> **Recorded data**
::::
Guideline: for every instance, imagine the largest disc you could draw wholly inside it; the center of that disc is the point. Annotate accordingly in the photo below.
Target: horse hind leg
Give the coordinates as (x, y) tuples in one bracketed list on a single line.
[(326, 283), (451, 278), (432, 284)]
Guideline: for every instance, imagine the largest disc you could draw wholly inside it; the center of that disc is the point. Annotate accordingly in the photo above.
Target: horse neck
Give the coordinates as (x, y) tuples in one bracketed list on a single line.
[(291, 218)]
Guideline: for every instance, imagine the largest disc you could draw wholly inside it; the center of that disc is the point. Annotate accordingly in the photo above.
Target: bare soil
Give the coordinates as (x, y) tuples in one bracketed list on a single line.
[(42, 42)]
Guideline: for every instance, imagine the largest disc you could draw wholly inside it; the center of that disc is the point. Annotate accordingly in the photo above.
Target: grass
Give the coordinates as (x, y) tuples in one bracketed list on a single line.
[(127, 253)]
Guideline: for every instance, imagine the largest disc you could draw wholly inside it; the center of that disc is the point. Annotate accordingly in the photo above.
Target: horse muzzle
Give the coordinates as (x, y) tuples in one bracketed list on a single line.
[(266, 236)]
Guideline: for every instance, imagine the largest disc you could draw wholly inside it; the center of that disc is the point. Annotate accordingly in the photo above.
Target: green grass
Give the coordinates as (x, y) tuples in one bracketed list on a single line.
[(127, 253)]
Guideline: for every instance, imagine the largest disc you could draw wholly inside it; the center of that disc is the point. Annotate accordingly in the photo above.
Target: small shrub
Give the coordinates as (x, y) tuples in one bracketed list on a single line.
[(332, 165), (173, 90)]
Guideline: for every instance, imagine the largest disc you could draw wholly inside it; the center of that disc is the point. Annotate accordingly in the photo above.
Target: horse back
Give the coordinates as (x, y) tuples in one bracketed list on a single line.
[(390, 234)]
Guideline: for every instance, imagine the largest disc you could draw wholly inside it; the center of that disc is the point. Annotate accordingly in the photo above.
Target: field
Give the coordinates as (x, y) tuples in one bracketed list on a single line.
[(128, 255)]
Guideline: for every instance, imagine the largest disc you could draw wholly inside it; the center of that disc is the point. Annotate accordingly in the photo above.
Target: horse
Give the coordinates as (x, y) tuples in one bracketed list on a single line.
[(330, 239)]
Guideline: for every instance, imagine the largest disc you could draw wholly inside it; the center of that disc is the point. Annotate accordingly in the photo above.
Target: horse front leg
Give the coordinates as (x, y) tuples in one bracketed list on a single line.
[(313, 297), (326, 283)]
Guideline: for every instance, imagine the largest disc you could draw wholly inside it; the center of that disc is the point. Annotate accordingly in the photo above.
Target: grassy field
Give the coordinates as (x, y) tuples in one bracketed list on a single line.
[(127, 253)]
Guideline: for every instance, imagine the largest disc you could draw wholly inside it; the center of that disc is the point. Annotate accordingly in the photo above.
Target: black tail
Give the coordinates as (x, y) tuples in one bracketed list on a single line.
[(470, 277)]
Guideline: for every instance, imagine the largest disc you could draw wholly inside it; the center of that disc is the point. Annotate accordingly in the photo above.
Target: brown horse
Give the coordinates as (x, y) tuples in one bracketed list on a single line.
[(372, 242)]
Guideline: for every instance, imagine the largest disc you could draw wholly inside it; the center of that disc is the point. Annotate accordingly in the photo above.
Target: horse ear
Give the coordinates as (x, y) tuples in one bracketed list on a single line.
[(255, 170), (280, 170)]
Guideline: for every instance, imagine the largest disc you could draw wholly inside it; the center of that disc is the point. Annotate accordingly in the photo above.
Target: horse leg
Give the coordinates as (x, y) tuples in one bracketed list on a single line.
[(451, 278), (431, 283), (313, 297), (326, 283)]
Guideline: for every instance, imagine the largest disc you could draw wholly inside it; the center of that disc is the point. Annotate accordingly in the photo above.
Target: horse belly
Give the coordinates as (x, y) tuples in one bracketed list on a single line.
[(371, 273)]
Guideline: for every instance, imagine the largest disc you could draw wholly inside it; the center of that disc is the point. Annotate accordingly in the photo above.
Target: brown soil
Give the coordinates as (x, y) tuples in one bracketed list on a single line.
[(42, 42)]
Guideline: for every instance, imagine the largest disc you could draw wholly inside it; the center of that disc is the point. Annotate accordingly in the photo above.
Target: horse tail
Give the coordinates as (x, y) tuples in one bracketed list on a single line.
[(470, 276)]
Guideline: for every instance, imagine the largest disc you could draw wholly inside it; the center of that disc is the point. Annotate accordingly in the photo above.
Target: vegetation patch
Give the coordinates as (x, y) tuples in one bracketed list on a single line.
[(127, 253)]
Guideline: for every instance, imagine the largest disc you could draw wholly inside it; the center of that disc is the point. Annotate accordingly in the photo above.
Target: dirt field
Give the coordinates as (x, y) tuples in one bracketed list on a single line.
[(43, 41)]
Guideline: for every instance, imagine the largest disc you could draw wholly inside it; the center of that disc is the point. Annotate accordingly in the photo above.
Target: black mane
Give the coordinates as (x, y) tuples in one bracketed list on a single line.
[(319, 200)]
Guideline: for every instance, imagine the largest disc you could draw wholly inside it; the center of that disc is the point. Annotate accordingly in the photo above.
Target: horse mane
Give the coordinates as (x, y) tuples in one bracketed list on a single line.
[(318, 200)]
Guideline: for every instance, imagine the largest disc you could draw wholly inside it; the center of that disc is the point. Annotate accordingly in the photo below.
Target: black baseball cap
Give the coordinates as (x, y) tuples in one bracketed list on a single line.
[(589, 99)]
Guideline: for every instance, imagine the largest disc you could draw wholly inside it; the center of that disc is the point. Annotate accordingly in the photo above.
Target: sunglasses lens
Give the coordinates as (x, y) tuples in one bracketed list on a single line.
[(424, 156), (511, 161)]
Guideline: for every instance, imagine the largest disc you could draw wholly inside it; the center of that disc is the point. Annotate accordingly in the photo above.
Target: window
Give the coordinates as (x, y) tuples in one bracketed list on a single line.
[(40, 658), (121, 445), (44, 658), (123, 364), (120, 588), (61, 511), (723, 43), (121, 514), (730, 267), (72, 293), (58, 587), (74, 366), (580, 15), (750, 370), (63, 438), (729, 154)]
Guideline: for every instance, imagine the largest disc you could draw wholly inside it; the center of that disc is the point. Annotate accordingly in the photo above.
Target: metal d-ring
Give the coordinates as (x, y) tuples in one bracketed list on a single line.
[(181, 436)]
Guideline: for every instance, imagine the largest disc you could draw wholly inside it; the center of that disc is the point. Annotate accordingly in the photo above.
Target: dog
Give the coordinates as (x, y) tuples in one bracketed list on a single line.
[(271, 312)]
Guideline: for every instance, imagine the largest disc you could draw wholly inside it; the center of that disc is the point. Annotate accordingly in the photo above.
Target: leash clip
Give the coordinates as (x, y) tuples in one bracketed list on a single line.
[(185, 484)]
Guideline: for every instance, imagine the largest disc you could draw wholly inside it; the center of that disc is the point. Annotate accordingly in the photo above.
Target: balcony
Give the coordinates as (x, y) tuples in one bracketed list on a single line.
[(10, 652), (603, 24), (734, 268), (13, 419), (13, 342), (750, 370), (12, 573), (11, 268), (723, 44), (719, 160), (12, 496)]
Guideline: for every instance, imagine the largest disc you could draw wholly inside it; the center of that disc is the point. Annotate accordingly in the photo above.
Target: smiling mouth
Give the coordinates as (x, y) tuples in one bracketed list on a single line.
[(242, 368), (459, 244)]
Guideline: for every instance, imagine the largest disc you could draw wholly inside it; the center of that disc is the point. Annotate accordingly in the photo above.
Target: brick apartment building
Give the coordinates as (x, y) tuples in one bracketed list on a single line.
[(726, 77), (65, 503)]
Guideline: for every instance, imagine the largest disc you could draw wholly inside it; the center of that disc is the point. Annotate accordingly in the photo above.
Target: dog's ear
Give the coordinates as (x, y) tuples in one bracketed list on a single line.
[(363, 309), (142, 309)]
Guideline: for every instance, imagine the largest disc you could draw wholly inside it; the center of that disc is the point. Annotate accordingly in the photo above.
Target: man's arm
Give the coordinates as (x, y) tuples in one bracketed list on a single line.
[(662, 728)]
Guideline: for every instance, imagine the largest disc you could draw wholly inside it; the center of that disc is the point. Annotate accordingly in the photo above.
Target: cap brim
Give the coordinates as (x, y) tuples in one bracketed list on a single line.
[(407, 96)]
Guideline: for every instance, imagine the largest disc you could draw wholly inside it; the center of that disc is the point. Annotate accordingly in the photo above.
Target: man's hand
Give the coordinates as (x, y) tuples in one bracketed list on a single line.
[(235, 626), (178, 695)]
::::
> **What you have to do**
Which lines in the records above contain the string "field"? Gather each of them in full.

> **Finished task**
Target: field
Target: grassy field
Target: dirt field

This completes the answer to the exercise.